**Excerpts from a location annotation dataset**
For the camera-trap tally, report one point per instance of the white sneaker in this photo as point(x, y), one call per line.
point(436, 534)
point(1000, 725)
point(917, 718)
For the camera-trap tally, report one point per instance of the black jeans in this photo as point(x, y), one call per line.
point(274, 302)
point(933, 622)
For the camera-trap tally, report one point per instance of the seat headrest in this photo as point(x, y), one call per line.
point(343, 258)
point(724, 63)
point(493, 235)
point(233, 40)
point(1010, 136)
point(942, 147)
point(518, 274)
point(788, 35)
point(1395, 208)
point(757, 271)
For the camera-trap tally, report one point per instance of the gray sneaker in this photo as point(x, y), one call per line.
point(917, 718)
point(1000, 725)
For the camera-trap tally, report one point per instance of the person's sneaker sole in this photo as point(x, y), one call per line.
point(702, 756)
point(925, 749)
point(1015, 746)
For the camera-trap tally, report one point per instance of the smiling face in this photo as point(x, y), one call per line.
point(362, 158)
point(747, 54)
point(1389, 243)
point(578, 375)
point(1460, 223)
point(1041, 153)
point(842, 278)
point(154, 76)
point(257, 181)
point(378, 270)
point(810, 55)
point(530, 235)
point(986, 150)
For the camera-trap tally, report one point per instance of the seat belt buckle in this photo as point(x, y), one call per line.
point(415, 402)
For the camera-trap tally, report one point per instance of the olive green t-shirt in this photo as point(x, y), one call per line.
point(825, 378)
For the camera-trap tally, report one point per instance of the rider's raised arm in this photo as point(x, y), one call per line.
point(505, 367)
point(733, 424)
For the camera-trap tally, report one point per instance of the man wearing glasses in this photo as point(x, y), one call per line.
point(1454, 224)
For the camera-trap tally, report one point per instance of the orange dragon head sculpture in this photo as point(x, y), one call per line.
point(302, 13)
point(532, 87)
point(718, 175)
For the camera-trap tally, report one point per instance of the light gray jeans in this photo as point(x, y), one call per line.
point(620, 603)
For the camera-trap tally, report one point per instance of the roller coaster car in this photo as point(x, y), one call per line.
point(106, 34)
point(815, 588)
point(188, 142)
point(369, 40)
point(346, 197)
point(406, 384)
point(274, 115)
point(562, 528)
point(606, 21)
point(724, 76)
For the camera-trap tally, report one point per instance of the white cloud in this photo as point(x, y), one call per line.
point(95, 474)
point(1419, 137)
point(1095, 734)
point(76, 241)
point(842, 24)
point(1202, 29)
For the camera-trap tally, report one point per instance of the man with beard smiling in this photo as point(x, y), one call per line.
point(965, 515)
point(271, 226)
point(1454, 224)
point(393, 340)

**Task statement**
Rewrite the records, changing each instance of "one call per line" to "one call per row" and leaving everything else as it stands.

**Task response**
For the camera-trap tally, report one point per instance of the white sneaker in this photo as point(x, y), one call per row.
point(436, 534)
point(1000, 725)
point(917, 718)
For the camera-trap tally, report one point per instance of the black jeans in this photo as point(x, y), one call per row.
point(274, 302)
point(933, 622)
For the camera-trap tally, report one point per instance of the seat headrest in this photo as point(x, y), one call per row.
point(343, 258)
point(724, 63)
point(493, 235)
point(233, 40)
point(1010, 136)
point(942, 147)
point(518, 274)
point(788, 35)
point(1395, 208)
point(757, 271)
For the camera-trap tally, report one point per instance of the gray sneaker in this photo as point(x, y), one call per row.
point(917, 718)
point(1000, 725)
For the camera-trap tally, report one point per instance of the person's sneaker sole in this photo as point(x, y), one call per row.
point(702, 756)
point(925, 749)
point(1015, 746)
For the camera-trap tally, report one point per instance of the smiling face in this photo as point(x, y), one call per row.
point(362, 158)
point(747, 54)
point(1389, 243)
point(578, 375)
point(1460, 223)
point(1041, 153)
point(842, 278)
point(154, 76)
point(257, 181)
point(378, 270)
point(810, 55)
point(530, 235)
point(986, 150)
For the camera-trap tally, report one point per instance of the seat belt buckle in this photo as point(x, y), one call per row.
point(415, 402)
For the camera-trap tally, report one point per instance of the olive green t-shirt in this photo as point(x, y), one call per row.
point(825, 378)
For the camera-trap tally, report one point per instance of the rider's raised arm in this photo as point(x, y), one call per row.
point(505, 367)
point(733, 424)
For the camera-trap tally, report one point per instance of the man wearing glasses in this photo as point(x, y), one call per row.
point(1454, 224)
For the camera-trap tally, report one point per instance of the orange dragon head sculpture in this photo as point(x, y), one call per row.
point(302, 13)
point(532, 87)
point(718, 175)
For the camera-trap tally, report one point per instance of the light gray jeans in this photo as point(x, y), one call per row.
point(620, 603)
For the camera-trap tally, report one point per instance of the roller coaster car in this photo as point(x, y), one call per row.
point(106, 34)
point(815, 588)
point(188, 142)
point(369, 40)
point(346, 197)
point(406, 384)
point(274, 115)
point(562, 528)
point(606, 21)
point(724, 76)
For the camera-trap tally, report one point per instance of the white cloud in this photo as point(x, y), one call per row.
point(95, 474)
point(1419, 137)
point(1095, 734)
point(76, 241)
point(842, 24)
point(1202, 29)
For the camera-trap tally, report one point per instance of the man with beard smiling in this photo as point(x, y), one call per row.
point(965, 515)
point(271, 226)
point(1454, 224)
point(393, 340)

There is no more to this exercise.